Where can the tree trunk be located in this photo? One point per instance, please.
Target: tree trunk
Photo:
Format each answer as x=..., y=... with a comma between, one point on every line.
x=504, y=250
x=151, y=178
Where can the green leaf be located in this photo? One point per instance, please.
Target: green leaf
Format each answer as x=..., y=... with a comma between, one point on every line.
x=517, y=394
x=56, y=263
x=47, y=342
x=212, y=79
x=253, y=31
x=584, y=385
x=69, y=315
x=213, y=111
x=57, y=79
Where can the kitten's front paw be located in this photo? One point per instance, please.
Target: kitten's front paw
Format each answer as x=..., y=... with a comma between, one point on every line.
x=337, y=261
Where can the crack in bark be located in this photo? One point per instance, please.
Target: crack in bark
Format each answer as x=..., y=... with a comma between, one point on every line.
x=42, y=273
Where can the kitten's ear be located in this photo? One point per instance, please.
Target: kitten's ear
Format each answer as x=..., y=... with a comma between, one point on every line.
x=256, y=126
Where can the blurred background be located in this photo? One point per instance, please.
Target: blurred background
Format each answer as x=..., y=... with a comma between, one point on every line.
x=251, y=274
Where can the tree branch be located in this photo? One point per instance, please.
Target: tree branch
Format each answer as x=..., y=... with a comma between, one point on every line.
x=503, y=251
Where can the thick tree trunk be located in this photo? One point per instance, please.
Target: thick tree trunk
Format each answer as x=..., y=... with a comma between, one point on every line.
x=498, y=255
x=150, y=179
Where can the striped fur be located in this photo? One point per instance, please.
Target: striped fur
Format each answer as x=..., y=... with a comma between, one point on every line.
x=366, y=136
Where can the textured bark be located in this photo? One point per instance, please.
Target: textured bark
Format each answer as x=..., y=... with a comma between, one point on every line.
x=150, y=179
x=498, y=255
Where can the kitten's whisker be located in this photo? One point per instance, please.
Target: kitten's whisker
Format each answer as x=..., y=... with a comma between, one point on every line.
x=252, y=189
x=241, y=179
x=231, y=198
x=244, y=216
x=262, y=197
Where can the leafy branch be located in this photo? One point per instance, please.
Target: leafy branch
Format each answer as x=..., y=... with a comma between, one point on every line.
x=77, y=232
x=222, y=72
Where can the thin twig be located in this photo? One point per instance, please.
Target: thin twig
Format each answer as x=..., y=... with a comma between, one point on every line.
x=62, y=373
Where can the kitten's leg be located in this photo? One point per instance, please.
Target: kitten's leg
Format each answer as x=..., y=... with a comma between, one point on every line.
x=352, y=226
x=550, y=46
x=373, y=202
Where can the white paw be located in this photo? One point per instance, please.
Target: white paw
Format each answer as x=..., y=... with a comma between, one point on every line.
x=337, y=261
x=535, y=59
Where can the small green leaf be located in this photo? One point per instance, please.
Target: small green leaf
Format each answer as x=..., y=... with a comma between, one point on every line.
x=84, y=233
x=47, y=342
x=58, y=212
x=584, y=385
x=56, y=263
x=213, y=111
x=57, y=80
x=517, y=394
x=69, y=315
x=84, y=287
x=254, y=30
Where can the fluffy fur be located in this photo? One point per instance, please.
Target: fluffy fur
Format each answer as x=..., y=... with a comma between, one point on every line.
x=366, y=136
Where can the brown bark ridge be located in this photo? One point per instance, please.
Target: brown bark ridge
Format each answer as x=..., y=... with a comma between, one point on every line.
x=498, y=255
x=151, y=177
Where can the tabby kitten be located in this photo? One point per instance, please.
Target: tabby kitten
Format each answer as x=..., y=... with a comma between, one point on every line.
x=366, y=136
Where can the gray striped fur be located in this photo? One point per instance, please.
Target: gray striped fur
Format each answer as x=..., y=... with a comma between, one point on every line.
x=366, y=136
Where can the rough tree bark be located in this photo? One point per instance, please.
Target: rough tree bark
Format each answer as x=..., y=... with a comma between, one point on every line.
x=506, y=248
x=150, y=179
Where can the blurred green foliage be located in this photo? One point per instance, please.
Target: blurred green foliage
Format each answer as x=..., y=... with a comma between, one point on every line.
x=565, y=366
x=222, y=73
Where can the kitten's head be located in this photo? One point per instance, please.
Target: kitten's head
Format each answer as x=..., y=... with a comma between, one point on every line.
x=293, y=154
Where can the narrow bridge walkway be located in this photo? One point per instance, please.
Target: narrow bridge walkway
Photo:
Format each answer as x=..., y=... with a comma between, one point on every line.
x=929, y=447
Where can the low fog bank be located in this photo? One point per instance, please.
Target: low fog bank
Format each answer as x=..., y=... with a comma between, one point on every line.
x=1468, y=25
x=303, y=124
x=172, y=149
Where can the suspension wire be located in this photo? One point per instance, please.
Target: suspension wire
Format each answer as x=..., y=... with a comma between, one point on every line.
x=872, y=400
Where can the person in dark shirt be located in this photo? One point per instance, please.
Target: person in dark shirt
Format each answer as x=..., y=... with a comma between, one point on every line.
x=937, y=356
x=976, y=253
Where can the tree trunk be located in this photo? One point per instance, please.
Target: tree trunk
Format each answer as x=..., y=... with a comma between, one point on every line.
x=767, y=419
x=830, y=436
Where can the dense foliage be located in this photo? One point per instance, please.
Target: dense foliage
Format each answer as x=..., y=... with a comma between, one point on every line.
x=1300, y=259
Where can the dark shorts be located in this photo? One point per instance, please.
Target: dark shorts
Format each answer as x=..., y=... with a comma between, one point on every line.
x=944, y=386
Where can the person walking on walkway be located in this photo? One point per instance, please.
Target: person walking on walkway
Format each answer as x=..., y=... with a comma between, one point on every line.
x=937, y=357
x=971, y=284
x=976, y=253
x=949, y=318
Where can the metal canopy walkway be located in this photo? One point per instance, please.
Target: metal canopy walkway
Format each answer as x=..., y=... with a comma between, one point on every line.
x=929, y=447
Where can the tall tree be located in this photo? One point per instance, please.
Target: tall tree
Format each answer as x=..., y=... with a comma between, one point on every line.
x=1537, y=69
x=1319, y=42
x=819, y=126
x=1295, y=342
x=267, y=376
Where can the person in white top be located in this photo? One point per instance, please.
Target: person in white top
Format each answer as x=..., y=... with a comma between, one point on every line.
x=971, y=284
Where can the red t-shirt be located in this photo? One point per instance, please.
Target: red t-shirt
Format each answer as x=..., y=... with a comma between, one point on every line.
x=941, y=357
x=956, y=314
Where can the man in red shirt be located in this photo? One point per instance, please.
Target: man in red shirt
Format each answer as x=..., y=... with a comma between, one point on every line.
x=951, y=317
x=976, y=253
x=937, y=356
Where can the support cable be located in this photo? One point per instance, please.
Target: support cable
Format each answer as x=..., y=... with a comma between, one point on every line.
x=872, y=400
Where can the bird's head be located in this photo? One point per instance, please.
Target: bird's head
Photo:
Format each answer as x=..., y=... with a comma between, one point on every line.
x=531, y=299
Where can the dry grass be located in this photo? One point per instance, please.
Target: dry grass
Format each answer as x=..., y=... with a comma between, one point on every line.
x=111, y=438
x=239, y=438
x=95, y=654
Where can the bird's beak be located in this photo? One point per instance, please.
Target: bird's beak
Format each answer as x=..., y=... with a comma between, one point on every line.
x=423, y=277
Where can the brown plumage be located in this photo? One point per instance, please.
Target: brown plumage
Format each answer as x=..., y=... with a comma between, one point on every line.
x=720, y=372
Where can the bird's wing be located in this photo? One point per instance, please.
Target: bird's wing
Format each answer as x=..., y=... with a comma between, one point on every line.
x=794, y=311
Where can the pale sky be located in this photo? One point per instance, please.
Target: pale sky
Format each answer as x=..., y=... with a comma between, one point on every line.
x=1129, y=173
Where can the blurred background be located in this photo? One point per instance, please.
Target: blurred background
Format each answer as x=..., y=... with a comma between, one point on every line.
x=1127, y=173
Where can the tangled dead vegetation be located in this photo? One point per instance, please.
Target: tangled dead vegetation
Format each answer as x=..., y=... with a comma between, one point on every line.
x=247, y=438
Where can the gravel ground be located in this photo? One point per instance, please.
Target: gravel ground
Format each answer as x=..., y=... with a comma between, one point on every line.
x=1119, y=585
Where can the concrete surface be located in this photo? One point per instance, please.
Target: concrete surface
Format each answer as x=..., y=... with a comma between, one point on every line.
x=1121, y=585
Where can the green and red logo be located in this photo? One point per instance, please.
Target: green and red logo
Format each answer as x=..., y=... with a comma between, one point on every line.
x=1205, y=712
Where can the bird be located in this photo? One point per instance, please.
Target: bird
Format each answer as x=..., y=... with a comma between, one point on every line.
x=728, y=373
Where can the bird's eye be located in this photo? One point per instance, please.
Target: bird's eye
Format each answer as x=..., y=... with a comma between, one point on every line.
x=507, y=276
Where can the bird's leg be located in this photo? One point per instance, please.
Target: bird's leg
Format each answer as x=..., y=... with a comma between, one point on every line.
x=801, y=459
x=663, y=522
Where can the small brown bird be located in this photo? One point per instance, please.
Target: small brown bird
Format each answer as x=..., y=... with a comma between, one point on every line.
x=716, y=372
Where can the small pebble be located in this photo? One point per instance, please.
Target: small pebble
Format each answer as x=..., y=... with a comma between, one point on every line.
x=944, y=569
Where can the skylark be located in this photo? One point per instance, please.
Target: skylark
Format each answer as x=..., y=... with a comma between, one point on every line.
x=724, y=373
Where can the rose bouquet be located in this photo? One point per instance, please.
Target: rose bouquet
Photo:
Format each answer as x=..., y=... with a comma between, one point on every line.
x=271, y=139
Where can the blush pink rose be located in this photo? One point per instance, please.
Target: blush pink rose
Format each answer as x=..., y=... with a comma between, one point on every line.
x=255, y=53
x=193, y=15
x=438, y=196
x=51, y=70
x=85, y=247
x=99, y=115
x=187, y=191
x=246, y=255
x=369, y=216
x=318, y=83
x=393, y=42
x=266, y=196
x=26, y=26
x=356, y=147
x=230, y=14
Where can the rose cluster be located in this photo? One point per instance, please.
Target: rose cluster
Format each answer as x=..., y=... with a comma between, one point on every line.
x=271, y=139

### Brief
Lines in the listing above that contain the word "thin" must be copied; leave out the rest.

### Answer section
Where can the thin twig be located in this photo? One point per instance, please.
Target: thin twig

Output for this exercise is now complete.